Your tasks -
1. Answer these questions about the passage about returning to the office:
(a) How long was the writer away from the desk?
(b) What was added to Matt's patient portal?
(c) What procedure is planned before the week is up?
2. Carry on the passage about returning to the office, picking up after its final sentence.

Start of Exercise passage

A Case of the Mondays
I was back in the office today. I love my office. My coworkers are like family, and sometimes it gives me peace to just be at my desk.
After the pandemic, a baby, and the cancer diagnosis…my desk that I spent eighteen months away from, brings me peace.
I had tears running down my face today, the silent kind. I got in to work, and booted my computer up. Attended my meetings one by one, but a text came through from Matt. His cat-scan report had been added to his patient portal.
We are now planning a lung biopsy before the week is up. Then presumably Matt is looking at as many rounds of a different systemic chemotherapy and immunotherapy as he can tolerate to try and get back the progress we lost.

End of Exercise passage
Start of Dataset content

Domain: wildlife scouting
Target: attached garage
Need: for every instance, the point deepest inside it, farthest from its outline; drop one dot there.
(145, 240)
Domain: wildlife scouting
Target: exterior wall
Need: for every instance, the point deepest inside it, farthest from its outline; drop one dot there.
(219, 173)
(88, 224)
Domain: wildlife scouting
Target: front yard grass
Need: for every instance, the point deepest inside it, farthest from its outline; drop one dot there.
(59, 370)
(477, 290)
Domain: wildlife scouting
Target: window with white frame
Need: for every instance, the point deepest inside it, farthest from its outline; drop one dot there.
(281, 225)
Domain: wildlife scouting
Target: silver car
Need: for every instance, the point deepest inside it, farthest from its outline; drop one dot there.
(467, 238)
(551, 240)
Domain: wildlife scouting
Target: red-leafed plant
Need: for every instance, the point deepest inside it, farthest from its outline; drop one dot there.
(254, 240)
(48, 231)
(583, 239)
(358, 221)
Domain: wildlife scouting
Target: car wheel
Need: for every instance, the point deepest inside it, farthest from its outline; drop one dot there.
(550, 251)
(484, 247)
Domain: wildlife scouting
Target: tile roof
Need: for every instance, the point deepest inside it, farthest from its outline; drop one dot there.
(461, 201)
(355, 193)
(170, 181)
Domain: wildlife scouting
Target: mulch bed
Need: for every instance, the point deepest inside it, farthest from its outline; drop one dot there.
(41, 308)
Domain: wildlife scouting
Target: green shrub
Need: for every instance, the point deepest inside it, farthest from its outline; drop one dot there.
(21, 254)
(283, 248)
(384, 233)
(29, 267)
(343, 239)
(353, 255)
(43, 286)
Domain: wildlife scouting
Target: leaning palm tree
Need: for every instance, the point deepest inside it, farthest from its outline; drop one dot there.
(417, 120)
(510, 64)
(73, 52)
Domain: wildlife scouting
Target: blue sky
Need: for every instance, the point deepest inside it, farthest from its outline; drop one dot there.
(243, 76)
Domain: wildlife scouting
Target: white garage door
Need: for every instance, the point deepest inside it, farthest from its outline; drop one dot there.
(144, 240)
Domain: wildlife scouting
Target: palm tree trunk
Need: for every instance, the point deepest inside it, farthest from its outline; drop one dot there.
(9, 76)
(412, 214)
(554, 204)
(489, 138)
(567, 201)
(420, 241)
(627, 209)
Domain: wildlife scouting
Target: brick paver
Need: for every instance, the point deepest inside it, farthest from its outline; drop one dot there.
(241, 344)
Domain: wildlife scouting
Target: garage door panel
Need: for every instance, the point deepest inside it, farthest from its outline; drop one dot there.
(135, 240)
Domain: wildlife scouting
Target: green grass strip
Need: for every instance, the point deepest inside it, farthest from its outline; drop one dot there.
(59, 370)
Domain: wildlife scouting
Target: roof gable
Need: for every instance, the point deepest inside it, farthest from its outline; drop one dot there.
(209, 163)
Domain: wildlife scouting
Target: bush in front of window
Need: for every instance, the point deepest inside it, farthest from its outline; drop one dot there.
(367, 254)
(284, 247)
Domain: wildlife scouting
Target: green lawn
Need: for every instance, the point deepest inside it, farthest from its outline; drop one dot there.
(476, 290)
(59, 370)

End of Dataset content

Answers for this exercise -
1.
(a) Eighteen months.
(b) His cat-scan report.
(c) A lung biopsy.

2.
I have been researching, whilst he’s been looking at clinical trial options. I’ll keep calling around. I asked all the hard questions today. We are devastated Y-90 is off the table. More devastated Matt will be on an even more intolerable chemotherapy for Christmas. As an advocate and a cheerleader it is my duty to find the positive and look for alternatives. However, realistically I trust our medical team. The nurses have our best interests at heart and so do the doctors. So I will keep questioning and researching. I will exhaust all the resources. But, simultaneously I will have to muster up a little more hope.
We lost so much while Matt’s blood count was down. Now he will have to fight to make that up. He has to fight through the holidays; instead of focusing on enjoying them with his girls. And I have to spend them praying that this isn’t our last holiday season.